[Dataset records]
^^^^^^^^
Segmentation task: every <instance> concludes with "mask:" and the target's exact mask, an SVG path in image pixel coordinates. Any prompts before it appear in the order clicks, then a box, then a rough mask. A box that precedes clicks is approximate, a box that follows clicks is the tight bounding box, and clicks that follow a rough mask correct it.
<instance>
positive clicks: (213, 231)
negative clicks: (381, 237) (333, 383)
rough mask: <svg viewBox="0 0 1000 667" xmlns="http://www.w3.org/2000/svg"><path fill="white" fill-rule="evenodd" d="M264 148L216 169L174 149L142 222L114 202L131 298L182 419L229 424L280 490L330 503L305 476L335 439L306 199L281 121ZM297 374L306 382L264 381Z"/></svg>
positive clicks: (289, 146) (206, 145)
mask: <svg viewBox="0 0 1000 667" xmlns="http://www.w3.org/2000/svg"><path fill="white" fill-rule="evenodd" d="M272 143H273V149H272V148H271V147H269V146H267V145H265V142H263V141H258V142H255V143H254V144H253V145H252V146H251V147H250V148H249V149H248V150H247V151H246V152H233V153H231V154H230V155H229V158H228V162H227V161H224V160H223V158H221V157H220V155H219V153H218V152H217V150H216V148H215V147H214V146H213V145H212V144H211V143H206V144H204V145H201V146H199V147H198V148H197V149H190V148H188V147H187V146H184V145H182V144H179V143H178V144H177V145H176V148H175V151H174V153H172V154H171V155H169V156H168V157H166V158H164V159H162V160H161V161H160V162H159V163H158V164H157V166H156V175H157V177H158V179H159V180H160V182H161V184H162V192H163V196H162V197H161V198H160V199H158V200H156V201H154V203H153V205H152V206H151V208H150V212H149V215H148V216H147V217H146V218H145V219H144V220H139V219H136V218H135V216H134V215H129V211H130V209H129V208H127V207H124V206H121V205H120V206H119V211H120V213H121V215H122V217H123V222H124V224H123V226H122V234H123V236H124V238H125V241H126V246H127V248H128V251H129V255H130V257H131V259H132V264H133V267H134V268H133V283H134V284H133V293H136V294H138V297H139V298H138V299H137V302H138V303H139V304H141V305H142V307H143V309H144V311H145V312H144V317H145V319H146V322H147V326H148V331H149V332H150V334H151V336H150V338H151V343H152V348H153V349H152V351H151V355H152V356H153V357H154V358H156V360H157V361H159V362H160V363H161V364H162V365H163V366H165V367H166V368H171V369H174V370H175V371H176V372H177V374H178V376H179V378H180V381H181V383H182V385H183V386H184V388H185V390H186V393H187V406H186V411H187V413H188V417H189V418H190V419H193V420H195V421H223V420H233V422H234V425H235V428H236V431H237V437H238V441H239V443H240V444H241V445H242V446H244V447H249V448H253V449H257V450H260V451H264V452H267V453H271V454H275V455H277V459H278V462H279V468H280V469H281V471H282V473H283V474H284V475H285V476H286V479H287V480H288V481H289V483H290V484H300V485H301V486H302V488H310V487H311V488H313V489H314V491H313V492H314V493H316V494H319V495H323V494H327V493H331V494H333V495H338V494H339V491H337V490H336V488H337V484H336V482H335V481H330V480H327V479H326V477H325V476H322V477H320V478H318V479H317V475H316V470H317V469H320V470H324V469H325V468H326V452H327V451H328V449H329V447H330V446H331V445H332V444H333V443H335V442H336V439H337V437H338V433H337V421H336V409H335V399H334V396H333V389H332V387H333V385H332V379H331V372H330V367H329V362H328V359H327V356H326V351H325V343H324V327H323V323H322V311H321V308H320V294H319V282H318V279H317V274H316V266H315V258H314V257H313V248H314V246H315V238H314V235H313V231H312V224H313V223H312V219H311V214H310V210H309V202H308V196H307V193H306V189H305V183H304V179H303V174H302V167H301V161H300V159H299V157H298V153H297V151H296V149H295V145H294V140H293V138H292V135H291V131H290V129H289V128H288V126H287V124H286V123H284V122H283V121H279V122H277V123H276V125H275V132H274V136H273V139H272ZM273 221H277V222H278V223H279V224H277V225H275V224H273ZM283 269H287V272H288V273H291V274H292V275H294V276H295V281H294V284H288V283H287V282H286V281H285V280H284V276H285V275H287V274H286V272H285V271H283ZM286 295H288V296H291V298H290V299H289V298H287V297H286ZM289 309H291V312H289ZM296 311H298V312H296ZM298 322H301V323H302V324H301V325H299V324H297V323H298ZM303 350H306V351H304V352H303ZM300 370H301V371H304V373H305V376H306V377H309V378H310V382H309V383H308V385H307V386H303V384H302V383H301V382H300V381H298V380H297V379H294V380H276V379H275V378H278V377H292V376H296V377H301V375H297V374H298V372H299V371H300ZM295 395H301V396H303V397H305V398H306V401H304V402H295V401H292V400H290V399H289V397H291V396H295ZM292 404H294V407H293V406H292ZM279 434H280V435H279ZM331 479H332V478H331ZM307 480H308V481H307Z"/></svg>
^^^^^^^^
Write out the listing above word for word, with nothing changed.

Segmentation task: every <instance> concludes with "mask:" and the target's exact mask, an SVG path in image pixel coordinates. Any prompts before it appear in the order clicks, then a box, then a rough mask. A box that precedes clicks is approximate, a box that follows clicks is the tight bounding box, and clicks that follow a rough mask correct it.
<instance>
positive clicks: (213, 231)
negative clicks: (381, 237) (333, 383)
rough mask: <svg viewBox="0 0 1000 667" xmlns="http://www.w3.org/2000/svg"><path fill="white" fill-rule="evenodd" d="M264 148L216 169L174 149L142 222L114 202L131 298L182 419L229 424L280 490L330 503L305 476L335 439L306 199L281 121ZM297 374L306 382L264 381Z"/></svg>
positive clicks: (289, 146) (206, 145)
mask: <svg viewBox="0 0 1000 667" xmlns="http://www.w3.org/2000/svg"><path fill="white" fill-rule="evenodd" d="M272 143H273V149H272V148H271V147H269V146H267V145H265V142H263V141H258V142H255V143H254V144H253V145H252V146H251V147H250V148H249V149H248V150H247V151H246V152H233V153H231V154H230V155H229V158H228V162H227V161H224V160H223V158H221V157H220V155H219V153H218V152H217V150H216V148H215V147H214V146H213V145H212V144H211V143H206V144H204V145H201V146H199V147H198V148H197V149H190V148H188V147H187V146H184V145H182V144H179V143H178V144H177V145H176V148H175V151H174V153H172V154H171V155H169V156H168V157H166V158H164V159H162V160H161V161H160V162H159V163H158V164H157V166H156V175H157V177H158V179H159V180H160V182H161V184H162V192H163V196H162V197H161V198H160V199H158V200H156V201H154V203H153V205H152V206H151V208H150V212H149V215H148V216H147V217H146V218H145V219H144V220H139V219H136V218H135V216H134V215H129V211H130V209H129V208H127V207H124V206H121V205H120V206H119V211H120V213H121V215H122V217H123V222H124V224H123V226H122V234H123V236H124V238H125V241H126V246H127V248H128V251H129V255H130V257H131V259H132V264H133V267H134V268H133V283H134V284H133V293H136V294H138V297H139V298H138V299H137V302H138V303H139V304H141V305H142V307H143V309H144V311H145V312H144V317H145V319H146V322H147V326H148V331H149V332H150V334H151V336H150V338H151V343H152V348H153V349H152V351H151V355H152V356H153V357H154V358H156V360H157V361H159V362H160V363H161V364H162V365H163V366H165V367H166V368H171V369H174V370H175V371H176V372H177V374H178V376H179V378H180V381H181V383H182V385H183V386H184V388H185V390H186V393H187V406H186V411H187V413H188V417H189V418H190V419H193V420H195V421H223V420H233V422H234V425H235V428H236V431H237V437H238V441H239V443H240V444H241V445H242V446H244V447H249V448H253V449H257V450H260V451H264V452H267V453H271V454H275V455H277V459H278V462H279V468H280V469H281V471H282V473H283V474H284V475H285V476H286V479H287V480H288V481H289V483H290V484H300V485H301V486H302V488H310V487H311V488H313V489H314V491H313V492H314V493H316V494H319V495H323V494H327V493H331V494H333V495H338V494H339V491H337V490H336V488H337V484H336V482H335V481H330V480H327V479H326V477H325V476H322V477H320V478H318V479H317V475H316V470H317V469H320V470H324V469H325V468H326V452H327V451H328V449H329V447H330V446H331V445H332V444H333V443H335V442H336V439H337V437H338V433H337V421H336V409H335V399H334V396H333V389H332V387H333V385H332V379H331V372H330V367H329V362H328V359H327V356H326V351H325V343H324V327H323V323H322V311H321V308H320V294H319V282H318V279H317V274H316V266H315V258H314V257H313V248H314V246H315V238H314V235H313V231H312V224H313V223H312V219H311V214H310V210H309V202H308V196H307V193H306V189H305V183H304V179H303V174H302V167H301V161H300V159H299V157H298V153H297V151H296V149H295V145H294V140H293V138H292V135H291V131H290V129H289V128H288V126H287V124H286V123H284V122H283V121H279V122H277V123H276V125H275V132H274V136H273V139H272ZM273 221H277V222H278V223H279V224H277V225H275V224H273ZM283 269H287V272H288V273H291V274H292V275H294V276H295V281H294V284H288V283H287V282H286V281H285V280H284V276H285V275H287V274H286V272H285V271H283ZM286 295H288V296H291V298H290V299H289V298H287V297H286ZM289 309H291V312H289ZM296 311H298V312H296ZM298 322H301V323H302V324H301V325H299V324H297V323H298ZM303 350H306V351H304V352H303ZM300 370H301V371H304V373H305V376H306V377H309V378H310V382H309V383H308V385H307V386H303V384H302V383H301V382H300V381H298V380H297V379H294V380H276V379H275V378H278V377H292V376H296V377H301V375H297V374H298V372H299V371H300ZM295 395H301V396H303V397H305V398H306V401H304V402H295V401H292V400H290V399H289V397H291V396H295ZM292 404H294V407H293V406H292ZM279 434H280V435H279ZM331 479H332V478H331ZM307 480H308V481H307Z"/></svg>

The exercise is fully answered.